Retype the entries exactly, keeping every line intact.

(Stored data entries)
*** Block opens ***

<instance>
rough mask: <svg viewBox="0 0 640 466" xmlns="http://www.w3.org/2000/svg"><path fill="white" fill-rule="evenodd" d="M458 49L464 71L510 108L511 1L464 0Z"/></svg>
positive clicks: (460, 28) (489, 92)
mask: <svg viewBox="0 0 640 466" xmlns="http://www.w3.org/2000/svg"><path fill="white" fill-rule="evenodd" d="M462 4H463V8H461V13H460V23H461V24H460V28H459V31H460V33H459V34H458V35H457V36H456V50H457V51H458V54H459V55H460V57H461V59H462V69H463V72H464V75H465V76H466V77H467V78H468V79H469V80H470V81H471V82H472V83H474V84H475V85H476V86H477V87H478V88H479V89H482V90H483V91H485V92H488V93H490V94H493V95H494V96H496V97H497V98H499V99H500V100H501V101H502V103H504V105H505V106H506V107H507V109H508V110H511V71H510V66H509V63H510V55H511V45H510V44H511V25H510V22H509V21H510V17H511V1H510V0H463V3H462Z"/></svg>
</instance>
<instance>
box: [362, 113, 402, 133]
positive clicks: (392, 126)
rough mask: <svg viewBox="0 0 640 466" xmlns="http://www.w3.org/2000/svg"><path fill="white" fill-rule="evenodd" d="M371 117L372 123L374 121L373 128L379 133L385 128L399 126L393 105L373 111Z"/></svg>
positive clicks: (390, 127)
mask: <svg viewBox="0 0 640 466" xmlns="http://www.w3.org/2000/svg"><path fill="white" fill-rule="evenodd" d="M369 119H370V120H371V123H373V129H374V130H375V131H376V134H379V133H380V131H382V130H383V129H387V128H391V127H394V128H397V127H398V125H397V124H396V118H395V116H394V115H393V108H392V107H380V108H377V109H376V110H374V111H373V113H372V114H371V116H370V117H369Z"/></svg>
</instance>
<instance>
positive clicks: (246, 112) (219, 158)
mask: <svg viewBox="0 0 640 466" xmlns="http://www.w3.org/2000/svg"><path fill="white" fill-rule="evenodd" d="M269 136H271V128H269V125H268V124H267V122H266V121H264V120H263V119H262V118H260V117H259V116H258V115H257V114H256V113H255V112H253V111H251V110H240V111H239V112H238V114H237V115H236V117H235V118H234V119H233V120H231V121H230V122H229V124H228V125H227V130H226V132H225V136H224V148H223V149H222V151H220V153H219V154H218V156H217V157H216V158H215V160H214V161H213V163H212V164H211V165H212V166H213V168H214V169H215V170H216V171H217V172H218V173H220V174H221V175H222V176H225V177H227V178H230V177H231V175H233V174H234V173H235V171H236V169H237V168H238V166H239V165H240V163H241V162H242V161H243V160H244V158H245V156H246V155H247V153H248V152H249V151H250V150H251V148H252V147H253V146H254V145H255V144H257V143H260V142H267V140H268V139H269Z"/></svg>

*** Block closes ***

* _Answer section_:
<instance>
rough mask: <svg viewBox="0 0 640 466" xmlns="http://www.w3.org/2000/svg"><path fill="white" fill-rule="evenodd" d="M458 49L464 71L510 108L511 1L464 0Z"/></svg>
positive clicks: (460, 28) (489, 92)
mask: <svg viewBox="0 0 640 466" xmlns="http://www.w3.org/2000/svg"><path fill="white" fill-rule="evenodd" d="M462 4H463V8H461V13H460V23H461V24H460V28H459V31H460V33H459V34H458V35H457V36H456V50H457V51H458V54H459V55H460V57H461V59H462V69H463V72H464V75H465V76H466V77H467V78H468V79H469V80H470V81H471V82H472V83H474V84H475V85H476V86H477V87H478V88H479V89H482V90H483V91H485V92H488V93H490V94H493V95H494V96H496V97H497V98H499V99H500V100H501V101H502V103H504V105H505V106H506V107H507V109H508V110H511V71H510V66H509V63H510V55H511V45H510V44H511V25H510V22H509V21H510V17H511V1H510V0H463V3H462Z"/></svg>
</instance>
<instance>
box: [362, 113, 402, 133]
positive clicks: (392, 126)
rough mask: <svg viewBox="0 0 640 466" xmlns="http://www.w3.org/2000/svg"><path fill="white" fill-rule="evenodd" d="M371 117L372 123L374 121L373 128L379 133L385 128L399 126L393 105L373 111Z"/></svg>
positive clicks: (390, 127)
mask: <svg viewBox="0 0 640 466" xmlns="http://www.w3.org/2000/svg"><path fill="white" fill-rule="evenodd" d="M369 119H370V120H371V123H373V129H374V130H375V131H376V134H379V133H380V131H382V130H383V129H387V128H391V127H394V128H397V127H398V125H397V124H396V118H395V116H394V115H393V108H392V107H380V108H377V109H376V110H374V111H373V113H372V114H371V116H370V117H369Z"/></svg>
</instance>
<instance>
positive clicks: (246, 112) (219, 158)
mask: <svg viewBox="0 0 640 466" xmlns="http://www.w3.org/2000/svg"><path fill="white" fill-rule="evenodd" d="M269 136H271V128H269V125H268V124H267V122H266V121H264V120H263V119H262V118H260V117H259V116H258V115H257V114H256V113H255V112H253V111H251V110H240V111H239V112H238V114H237V115H236V117H235V118H234V119H233V120H231V121H230V122H229V124H228V125H227V130H226V132H225V136H224V148H223V149H222V151H220V153H219V154H218V156H217V157H216V158H215V160H214V161H213V163H212V164H211V165H212V166H213V168H214V169H215V170H216V171H217V172H218V173H220V174H221V175H222V176H225V177H227V178H230V177H231V175H233V174H234V173H235V171H236V169H237V168H238V166H239V165H240V163H241V162H242V161H243V160H244V158H245V156H246V155H247V153H248V152H249V151H250V150H251V148H252V147H253V146H254V145H255V144H257V143H260V142H267V140H268V139H269Z"/></svg>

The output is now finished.